Chronic Disease & Well-being

Growing amounts of research and the support of large public health organizations such as the World Health Organization, Centers for Disease Control, and many others have spurred forward a movement to address chronic disease and mental health through coordinated efforts. Research has shown strong links between chronic disease and specific mental health issues such as depression. Evidence also indicates that chronic disease can affect mental health, as persons with chronic disease may experience increased stress and anxiety, impacting their positive mental health. In an editorial from the American Journal of Public health, Geraldine Perry, outlines several connections between chronic disease and mental health, focusing on idea that poor mental health impacts the occurrence, treatment, and outcomes of chronic disease

Connections between mental health and chronic disease:

  • Positive mental health is associated with improved health outcomes
  • Mental illness is associated with risk factors for chronic disease such as smoking and physical inactivity
  • Depression can inhibit adherence to treatment regimens for chronic disease
  • Chronic disease can increase stress and anxiety in patients, contributing to poor mental health
  • Adverse Child Experiences (ACEs) and trauma. As an adult, traumatic experiences and ACEs can lead to risky health behaviors such as smoking and unhealthy eating, which could lead to chronic disease.

[PROBLEM SET]
#1 Please set down the part of the text on chronic disease and well-being starting with "Connections between mental" and going on through "to chronic disease.", word for word.
#2 In the text on chronic disease and well-being, what specific mental health issue does research strongly link to chronic disease?
#3 Decide whether each statement agrees with the text on chronic disease and well-being, answering yes or no and quoting the words that settle it: (a) Depression can get in the way of following treatment regimens for chronic disease. (b) Geraldine Perry's editorial appeared in the New England Journal of Medicine. (c) Mental illness is associated with smoking and physical inactivity as risk factors for chronic disease.

[INPUT DATA]
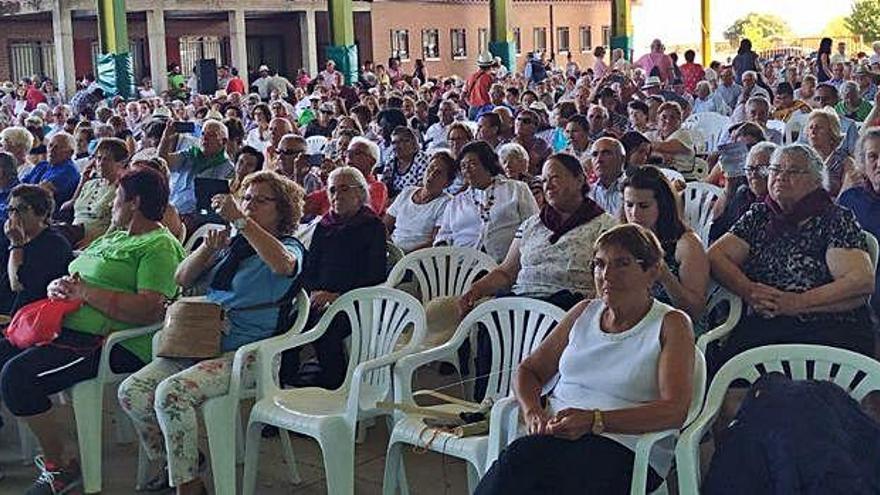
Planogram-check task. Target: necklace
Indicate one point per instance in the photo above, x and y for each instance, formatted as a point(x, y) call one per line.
point(484, 209)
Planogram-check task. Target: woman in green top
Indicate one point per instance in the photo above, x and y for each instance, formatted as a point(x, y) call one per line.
point(123, 280)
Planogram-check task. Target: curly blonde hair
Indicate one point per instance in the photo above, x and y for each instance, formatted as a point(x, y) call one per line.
point(288, 197)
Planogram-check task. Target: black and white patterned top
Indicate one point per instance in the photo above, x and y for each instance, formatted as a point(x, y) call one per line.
point(795, 261)
point(396, 181)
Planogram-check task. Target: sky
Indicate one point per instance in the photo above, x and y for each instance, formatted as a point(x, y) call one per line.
point(678, 21)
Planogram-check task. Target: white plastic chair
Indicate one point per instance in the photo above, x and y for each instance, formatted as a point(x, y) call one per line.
point(698, 200)
point(719, 297)
point(800, 360)
point(88, 403)
point(516, 326)
point(315, 145)
point(441, 271)
point(710, 125)
point(795, 125)
point(505, 420)
point(378, 316)
point(199, 235)
point(223, 414)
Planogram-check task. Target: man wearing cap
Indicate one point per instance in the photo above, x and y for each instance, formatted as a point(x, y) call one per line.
point(176, 82)
point(208, 160)
point(332, 77)
point(324, 123)
point(223, 77)
point(728, 89)
point(262, 82)
point(235, 84)
point(786, 104)
point(867, 87)
point(476, 89)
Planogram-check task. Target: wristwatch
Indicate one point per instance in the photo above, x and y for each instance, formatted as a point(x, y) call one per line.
point(239, 223)
point(598, 423)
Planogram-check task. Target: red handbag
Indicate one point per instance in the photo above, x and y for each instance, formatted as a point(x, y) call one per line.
point(39, 322)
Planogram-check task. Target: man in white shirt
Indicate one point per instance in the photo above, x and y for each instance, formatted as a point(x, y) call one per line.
point(609, 157)
point(840, 56)
point(435, 136)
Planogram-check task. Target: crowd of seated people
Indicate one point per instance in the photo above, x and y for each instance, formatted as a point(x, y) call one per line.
point(98, 194)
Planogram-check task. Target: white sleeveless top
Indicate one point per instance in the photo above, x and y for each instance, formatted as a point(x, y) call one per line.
point(606, 371)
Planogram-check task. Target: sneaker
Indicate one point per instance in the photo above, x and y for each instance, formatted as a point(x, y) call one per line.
point(53, 480)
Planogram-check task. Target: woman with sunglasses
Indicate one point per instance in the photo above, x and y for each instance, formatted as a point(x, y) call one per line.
point(347, 252)
point(800, 263)
point(163, 397)
point(32, 253)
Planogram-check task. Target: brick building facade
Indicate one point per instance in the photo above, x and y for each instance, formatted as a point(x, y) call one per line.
point(51, 37)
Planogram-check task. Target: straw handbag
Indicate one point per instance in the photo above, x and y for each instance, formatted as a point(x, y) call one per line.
point(193, 327)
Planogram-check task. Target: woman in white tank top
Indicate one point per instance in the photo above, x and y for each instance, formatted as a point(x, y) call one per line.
point(625, 367)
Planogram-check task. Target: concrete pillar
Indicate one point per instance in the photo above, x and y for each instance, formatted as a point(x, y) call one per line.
point(621, 26)
point(499, 33)
point(62, 37)
point(342, 49)
point(308, 33)
point(113, 38)
point(158, 54)
point(238, 44)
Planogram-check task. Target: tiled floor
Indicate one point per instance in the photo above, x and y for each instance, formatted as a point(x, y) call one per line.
point(428, 473)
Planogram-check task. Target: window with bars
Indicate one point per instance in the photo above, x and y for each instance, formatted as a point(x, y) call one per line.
point(400, 44)
point(562, 40)
point(195, 48)
point(459, 43)
point(586, 35)
point(517, 40)
point(482, 40)
point(32, 58)
point(430, 44)
point(539, 36)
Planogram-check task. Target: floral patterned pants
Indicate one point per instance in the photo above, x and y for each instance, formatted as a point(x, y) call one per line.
point(162, 400)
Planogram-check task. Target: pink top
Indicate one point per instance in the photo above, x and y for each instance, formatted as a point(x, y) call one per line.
point(659, 60)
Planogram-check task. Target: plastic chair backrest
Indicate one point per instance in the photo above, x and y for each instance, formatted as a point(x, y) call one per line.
point(315, 144)
point(795, 124)
point(199, 235)
point(710, 125)
point(378, 317)
point(698, 200)
point(516, 326)
point(858, 375)
point(442, 271)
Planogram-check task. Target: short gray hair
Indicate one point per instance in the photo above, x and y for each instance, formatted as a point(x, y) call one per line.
point(512, 150)
point(372, 147)
point(71, 142)
point(17, 137)
point(803, 153)
point(357, 176)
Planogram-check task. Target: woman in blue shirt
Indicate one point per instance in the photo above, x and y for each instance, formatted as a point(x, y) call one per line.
point(263, 255)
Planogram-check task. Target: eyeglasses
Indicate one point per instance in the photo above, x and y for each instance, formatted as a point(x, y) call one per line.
point(260, 200)
point(760, 169)
point(779, 171)
point(342, 189)
point(290, 152)
point(616, 264)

[ANSWER SET]
#1
Connections between mental health and chronic disease:

  • Positive mental health is associated with improved health outcomes
  • Mental illness is associated with risk factors for chronic disease such as smoking and physical inactivity
  • Depression can inhibit adherence to treatment regimens for chronic disease
  • Chronic disease can increase stress and anxiety in patients, contributing to poor mental health
  • Adverse Child Experiences (ACEs) and trauma. As an adult, traumatic experiences and ACEs can lead to risky health behaviors such as smoking and unhealthy eating, which could lead to chronic disease.

#2 Depression.

#3
(a) Yes: "Depression can inhibit adherence to treatment regimens for chronic disease"
(b) No: "In an editorial from the American Journal of Public health, Geraldine Perry, outlines several connections between chronic disease and mental health"
(c) Yes: "Mental illness is associated with risk factors for chronic disease such as smoking and physical inactivity"